It's hard to say since the schematic is still incomplete.   

There are definitely 1176 elements in there, but I don't think it's a component for component clone by any means.  

This really is one of those times where you'd have to _really_ want to _build_ this for the experience for it to make sense... If you just want the pedal you should probably just buy one.     It's two stacked boards slam packed with SMD components on both sides.

At best, a through hole version would have to be much larger than the original pedal and there are a _lot_ of components in there.  I'm at 224 components with plenty more to go.


----------



## jubal81

Robert said:


> It's hard to say since the schematic is still incomplete.
> 
> There are definitely 1176 elements in there, but I don't think it's a component for component clone by any means.
> 
> This really is one of those times where you'd have to _really_ want to _build_ this for the experience for it to make sense... If you just want the pedal you should probably just buy one.     It's two stacked boards slam packed with SMD components on both sides.
> 
> At best, a through hole version would have to be much larger than the original pedal and there are a _lot_ of components in there.  I'm at 224 components with plenty more to go.


For me, this is definitely a case where it makes a lot more sense to buy one. I just got a Magma57 and it's flat out amazing. It made me drop all plans to design a vibrato pedal because I've got something better than I could make for $300.

***

#### Challenges:
1 > Copy the thread from "For me, this" to "make for $300.", swapping "vibrato" for "tremolo".
2 > In the thread, how many components does Robert say he is at so far?

***

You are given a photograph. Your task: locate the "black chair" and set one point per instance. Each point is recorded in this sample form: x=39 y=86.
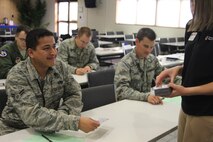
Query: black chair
x=110 y=33
x=65 y=36
x=97 y=96
x=3 y=100
x=125 y=42
x=172 y=49
x=135 y=35
x=181 y=49
x=74 y=32
x=180 y=39
x=164 y=49
x=101 y=77
x=95 y=38
x=128 y=37
x=156 y=50
x=119 y=33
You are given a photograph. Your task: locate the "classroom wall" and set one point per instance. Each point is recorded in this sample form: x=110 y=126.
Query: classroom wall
x=7 y=9
x=50 y=15
x=102 y=18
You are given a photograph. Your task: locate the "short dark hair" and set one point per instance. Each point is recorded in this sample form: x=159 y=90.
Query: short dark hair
x=84 y=30
x=34 y=35
x=146 y=32
x=21 y=28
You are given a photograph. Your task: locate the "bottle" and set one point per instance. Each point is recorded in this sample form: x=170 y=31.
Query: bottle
x=5 y=20
x=11 y=20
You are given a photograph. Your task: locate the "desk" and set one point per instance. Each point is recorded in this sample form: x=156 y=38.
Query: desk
x=7 y=36
x=109 y=53
x=2 y=84
x=128 y=121
x=113 y=38
x=166 y=62
x=100 y=43
x=81 y=79
x=110 y=36
x=174 y=44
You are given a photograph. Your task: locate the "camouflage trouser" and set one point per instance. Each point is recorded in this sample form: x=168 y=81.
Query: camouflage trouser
x=4 y=129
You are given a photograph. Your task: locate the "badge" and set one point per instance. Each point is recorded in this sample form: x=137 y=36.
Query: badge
x=208 y=38
x=3 y=53
x=192 y=36
x=18 y=59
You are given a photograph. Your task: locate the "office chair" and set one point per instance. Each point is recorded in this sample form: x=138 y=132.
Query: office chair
x=97 y=96
x=65 y=36
x=163 y=48
x=180 y=39
x=135 y=35
x=110 y=33
x=3 y=100
x=172 y=49
x=74 y=32
x=119 y=33
x=128 y=37
x=101 y=77
x=156 y=50
x=181 y=49
x=124 y=42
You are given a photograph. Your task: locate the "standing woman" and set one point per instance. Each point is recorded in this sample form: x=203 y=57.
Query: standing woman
x=196 y=115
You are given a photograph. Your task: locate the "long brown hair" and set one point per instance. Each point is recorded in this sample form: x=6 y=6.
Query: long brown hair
x=203 y=16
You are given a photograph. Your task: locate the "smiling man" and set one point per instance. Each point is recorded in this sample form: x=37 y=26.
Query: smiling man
x=79 y=52
x=42 y=93
x=12 y=53
x=135 y=72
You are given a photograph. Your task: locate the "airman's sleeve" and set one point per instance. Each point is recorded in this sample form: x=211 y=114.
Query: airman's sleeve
x=63 y=55
x=93 y=60
x=5 y=63
x=31 y=113
x=122 y=83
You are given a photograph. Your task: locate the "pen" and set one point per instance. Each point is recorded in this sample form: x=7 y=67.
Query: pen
x=162 y=98
x=46 y=138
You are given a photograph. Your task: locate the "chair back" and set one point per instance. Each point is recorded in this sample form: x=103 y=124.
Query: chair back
x=128 y=37
x=172 y=39
x=101 y=77
x=119 y=33
x=97 y=96
x=65 y=36
x=3 y=100
x=163 y=48
x=110 y=33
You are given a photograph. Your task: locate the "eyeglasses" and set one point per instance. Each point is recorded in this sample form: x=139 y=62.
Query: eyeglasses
x=22 y=39
x=83 y=42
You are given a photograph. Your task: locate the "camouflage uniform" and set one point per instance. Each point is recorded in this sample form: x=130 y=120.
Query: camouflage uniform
x=77 y=57
x=9 y=56
x=38 y=104
x=133 y=76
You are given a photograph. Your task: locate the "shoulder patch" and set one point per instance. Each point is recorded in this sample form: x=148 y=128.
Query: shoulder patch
x=3 y=53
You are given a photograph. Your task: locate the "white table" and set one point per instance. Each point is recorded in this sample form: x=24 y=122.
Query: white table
x=81 y=79
x=110 y=36
x=100 y=42
x=6 y=36
x=128 y=121
x=166 y=60
x=2 y=84
x=174 y=44
x=108 y=51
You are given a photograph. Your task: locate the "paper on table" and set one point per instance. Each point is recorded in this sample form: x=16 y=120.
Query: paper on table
x=53 y=137
x=102 y=119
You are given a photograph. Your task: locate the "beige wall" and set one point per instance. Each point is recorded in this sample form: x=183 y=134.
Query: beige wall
x=103 y=19
x=7 y=9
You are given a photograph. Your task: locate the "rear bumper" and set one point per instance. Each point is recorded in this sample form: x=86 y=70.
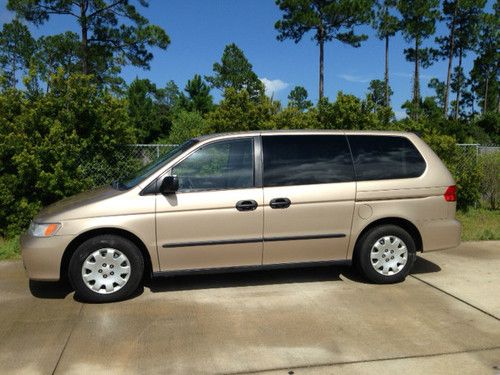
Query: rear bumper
x=440 y=234
x=42 y=256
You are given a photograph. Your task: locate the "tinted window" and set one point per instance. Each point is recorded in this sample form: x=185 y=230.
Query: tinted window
x=304 y=160
x=383 y=157
x=220 y=165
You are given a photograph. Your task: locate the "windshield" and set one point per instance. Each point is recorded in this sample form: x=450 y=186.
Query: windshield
x=152 y=167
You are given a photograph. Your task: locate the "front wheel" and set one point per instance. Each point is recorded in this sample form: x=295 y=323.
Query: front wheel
x=106 y=268
x=386 y=254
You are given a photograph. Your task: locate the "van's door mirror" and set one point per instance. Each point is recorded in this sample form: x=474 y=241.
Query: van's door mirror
x=169 y=185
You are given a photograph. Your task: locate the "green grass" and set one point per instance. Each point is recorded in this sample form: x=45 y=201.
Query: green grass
x=480 y=224
x=477 y=225
x=9 y=249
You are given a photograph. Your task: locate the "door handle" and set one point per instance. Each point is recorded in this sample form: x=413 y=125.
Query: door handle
x=246 y=205
x=280 y=203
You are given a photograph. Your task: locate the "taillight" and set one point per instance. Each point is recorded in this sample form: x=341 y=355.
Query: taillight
x=450 y=195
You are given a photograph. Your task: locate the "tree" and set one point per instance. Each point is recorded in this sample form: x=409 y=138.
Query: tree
x=327 y=19
x=112 y=32
x=440 y=90
x=379 y=92
x=55 y=52
x=143 y=110
x=239 y=112
x=235 y=71
x=16 y=49
x=198 y=98
x=484 y=74
x=386 y=25
x=467 y=20
x=298 y=99
x=417 y=24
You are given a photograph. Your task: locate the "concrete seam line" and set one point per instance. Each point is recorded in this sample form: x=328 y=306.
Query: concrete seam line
x=455 y=297
x=363 y=361
x=67 y=340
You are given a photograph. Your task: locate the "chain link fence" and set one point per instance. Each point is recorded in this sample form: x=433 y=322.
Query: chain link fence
x=131 y=158
x=99 y=170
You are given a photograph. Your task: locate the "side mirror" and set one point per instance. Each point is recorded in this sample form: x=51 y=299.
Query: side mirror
x=169 y=185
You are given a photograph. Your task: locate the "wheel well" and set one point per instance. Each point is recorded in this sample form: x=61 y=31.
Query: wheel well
x=73 y=245
x=403 y=223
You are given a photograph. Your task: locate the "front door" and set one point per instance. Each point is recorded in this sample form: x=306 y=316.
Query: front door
x=309 y=193
x=215 y=218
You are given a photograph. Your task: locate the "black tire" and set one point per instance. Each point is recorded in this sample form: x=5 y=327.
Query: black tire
x=123 y=246
x=364 y=257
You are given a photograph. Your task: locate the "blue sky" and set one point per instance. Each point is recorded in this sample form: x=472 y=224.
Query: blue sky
x=199 y=30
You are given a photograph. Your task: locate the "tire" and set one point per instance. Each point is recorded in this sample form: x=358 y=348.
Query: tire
x=92 y=269
x=385 y=254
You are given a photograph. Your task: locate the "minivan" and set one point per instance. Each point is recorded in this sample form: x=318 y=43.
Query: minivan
x=252 y=200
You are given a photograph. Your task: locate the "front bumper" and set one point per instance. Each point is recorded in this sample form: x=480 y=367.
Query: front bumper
x=42 y=256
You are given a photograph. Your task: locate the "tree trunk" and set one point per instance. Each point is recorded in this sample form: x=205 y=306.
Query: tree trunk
x=450 y=59
x=386 y=74
x=321 y=63
x=84 y=32
x=459 y=84
x=485 y=104
x=416 y=82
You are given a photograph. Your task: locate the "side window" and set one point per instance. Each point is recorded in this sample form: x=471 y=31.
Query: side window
x=305 y=160
x=385 y=157
x=218 y=166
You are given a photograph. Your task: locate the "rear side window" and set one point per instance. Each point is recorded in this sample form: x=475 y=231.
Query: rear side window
x=385 y=157
x=305 y=160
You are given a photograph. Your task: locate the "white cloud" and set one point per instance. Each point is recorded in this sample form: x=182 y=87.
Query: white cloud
x=273 y=85
x=353 y=78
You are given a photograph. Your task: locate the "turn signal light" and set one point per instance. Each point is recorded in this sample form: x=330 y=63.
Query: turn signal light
x=450 y=195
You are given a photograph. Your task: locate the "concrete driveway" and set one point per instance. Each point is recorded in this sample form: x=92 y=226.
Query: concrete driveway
x=445 y=318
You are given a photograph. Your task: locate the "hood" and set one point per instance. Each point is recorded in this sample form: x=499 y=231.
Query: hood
x=76 y=206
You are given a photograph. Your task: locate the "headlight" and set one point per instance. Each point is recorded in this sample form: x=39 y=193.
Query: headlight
x=44 y=230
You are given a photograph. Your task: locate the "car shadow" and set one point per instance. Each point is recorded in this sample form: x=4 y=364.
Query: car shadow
x=61 y=289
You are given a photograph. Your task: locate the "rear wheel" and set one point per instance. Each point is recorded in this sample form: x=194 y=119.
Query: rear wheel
x=386 y=254
x=106 y=268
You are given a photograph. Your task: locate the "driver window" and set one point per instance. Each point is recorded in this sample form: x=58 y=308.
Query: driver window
x=217 y=166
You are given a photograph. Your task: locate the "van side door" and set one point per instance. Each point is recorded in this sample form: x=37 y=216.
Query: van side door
x=309 y=192
x=215 y=218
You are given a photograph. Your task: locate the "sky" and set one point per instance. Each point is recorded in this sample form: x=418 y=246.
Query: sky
x=200 y=29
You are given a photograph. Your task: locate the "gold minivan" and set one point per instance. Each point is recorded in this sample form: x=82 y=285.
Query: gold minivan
x=250 y=201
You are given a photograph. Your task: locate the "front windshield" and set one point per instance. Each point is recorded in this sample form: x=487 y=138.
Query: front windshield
x=152 y=167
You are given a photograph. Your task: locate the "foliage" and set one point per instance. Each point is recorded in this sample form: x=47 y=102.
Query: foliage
x=16 y=49
x=298 y=98
x=43 y=142
x=490 y=182
x=377 y=92
x=113 y=33
x=235 y=71
x=198 y=98
x=418 y=22
x=328 y=20
x=480 y=224
x=238 y=112
x=186 y=125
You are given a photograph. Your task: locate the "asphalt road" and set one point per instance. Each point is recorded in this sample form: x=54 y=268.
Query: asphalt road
x=445 y=318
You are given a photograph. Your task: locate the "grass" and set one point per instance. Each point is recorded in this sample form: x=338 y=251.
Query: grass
x=9 y=249
x=477 y=225
x=480 y=224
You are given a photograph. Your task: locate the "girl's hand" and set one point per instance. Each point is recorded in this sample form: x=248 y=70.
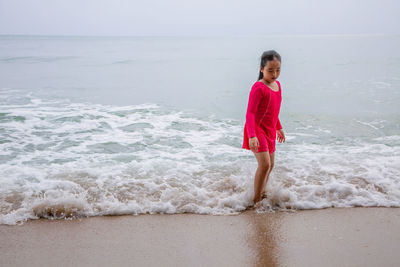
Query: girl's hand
x=280 y=136
x=254 y=144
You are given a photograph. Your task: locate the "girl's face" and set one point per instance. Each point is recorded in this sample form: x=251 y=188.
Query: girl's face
x=271 y=70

***

#### The replies:
1 >
For me, this is definitely a case where it makes a lot more sense to buy one. I just got a Magma57 and it's flat out amazing. It made me drop all plans to design a tremolo pedal because I've got something better than I could make for $300.

2 > 224, with plenty more to go.